● Problem set:
1/ Answer these questions using the Orchid Cellmark case summary:
(a) What price per share did the cash tender offer set?
(b) How many directors made up the Special Committee?
(c) Which firm did the Special Committee pick as its financial advisor?
2/ Return the stretch of the Orchid Cellmark case summary from "Orchid has a" through "from the vote.", copied word for word.

--- start Passage to read ---

In re Orchid Cellmark Inc. Shareholder Litigation: Court of Chancery Addresses Deal Protections and Adequacy of Disclosures
August 1, 2011
In In re Orchid Cellmark Inc. Shareholder Litigation, C.A. No. 6373-VCN (Del. Ch. May 12, 2011), the Delaware Court of Chancery denied plaintiffs’ motion to enjoin preliminarily a cash tender offer by Laboratory Corporation of America Holdings, Inc. (“LabCorp”) for all of the shares of Orchid Cellmark Inc. (“Orchid”) for $2.80 per share under an Agreement and Plan of Merger, dated April 5, 2011 (the “Merger Agreement”). This decision reaffirms that the Court of Chancery is unlikely to overturn business decisions of boards comprised of a majority of independent directors that utilize special committees of independent directors in sale of control transactions. In addition, while not indicating at what point an amalgamation of deal protection devices becomes so burdensome and costly to render a fiduciary out illusory—but acknowledging that there could be such a point—the Court determined that the combination of deal protections in this transaction was reasonable under the circumstances. Of note, the Delaware Supreme Court declined to accept an interlocutory appeal of the decision.
Orchid has a six-member board of directors (the “Board”) consisting of five independent directors and one inside director, the CEO. The Board formed a special committee consisting of three independent directors (the “Special Committee”) to evaluate LabCorp’s initial indication of interest. The Special Committee selected Oppenheimer & Co. (“Oppenheimer”) as its financial advisor. After several rounds of negotiations and substantial work by the Special Committee and Oppenheimer, the Board ultimately voted to approve the Merger Agreement and recommended that Orchid’s stockholders tender their shares to LabCorp, with the CEO abstaining from the vote.

--- end Passage to read ---
--- start Extracted material ---

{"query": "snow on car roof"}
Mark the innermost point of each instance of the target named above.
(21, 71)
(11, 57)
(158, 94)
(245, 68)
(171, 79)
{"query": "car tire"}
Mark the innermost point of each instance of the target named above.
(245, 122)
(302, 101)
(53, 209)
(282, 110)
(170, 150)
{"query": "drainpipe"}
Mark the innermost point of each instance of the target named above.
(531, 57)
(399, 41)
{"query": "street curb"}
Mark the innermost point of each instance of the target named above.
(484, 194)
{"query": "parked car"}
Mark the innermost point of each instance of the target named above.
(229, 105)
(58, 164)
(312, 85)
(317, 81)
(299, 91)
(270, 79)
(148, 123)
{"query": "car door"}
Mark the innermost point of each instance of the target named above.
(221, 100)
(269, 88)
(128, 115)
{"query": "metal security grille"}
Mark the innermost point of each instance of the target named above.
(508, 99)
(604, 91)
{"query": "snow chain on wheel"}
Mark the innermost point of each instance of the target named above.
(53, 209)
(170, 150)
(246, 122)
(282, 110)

--- end Extracted material ---
--- start Extracted material ---

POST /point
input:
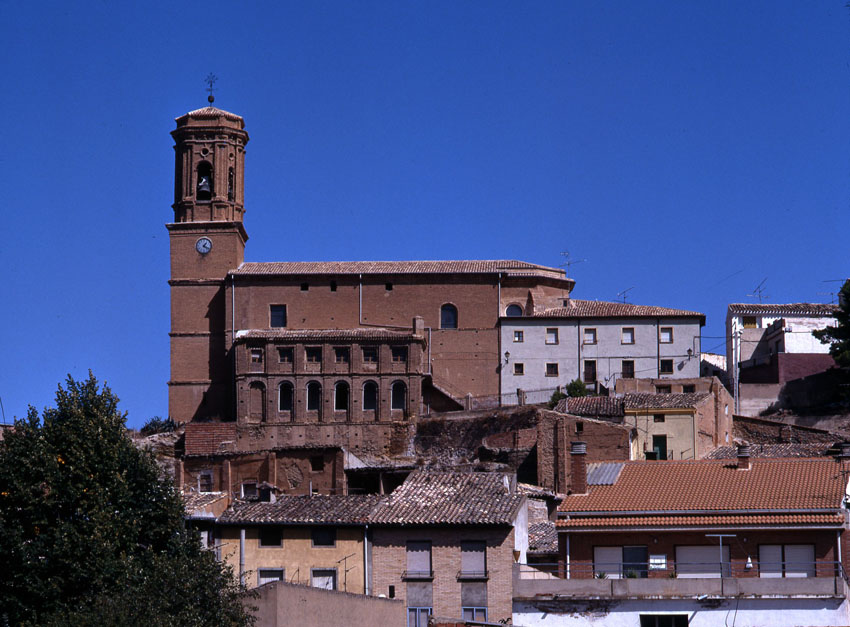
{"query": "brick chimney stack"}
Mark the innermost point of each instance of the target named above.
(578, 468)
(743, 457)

--- end Extracted material ---

● Set of answers:
1/
(a) $2.80 per share
(b) Three
(c) Oppenheimer & Co.

2/
Orchid has a six-member board of directors (the “Board”) consisting of five independent directors and one inside director, the CEO. The Board formed a special committee consisting of three independent directors (the “Special Committee”) to evaluate LabCorp’s initial indication of interest. The Special Committee selected Oppenheimer & Co. (“Oppenheimer”) as its financial advisor. After several rounds of negotiations and substantial work by the Special Committee and Oppenheimer, the Board ultimately voted to approve the Merger Agreement and recommended that Orchid’s stockholders tender their shares to LabCorp, with the CEO abstaining from the vote.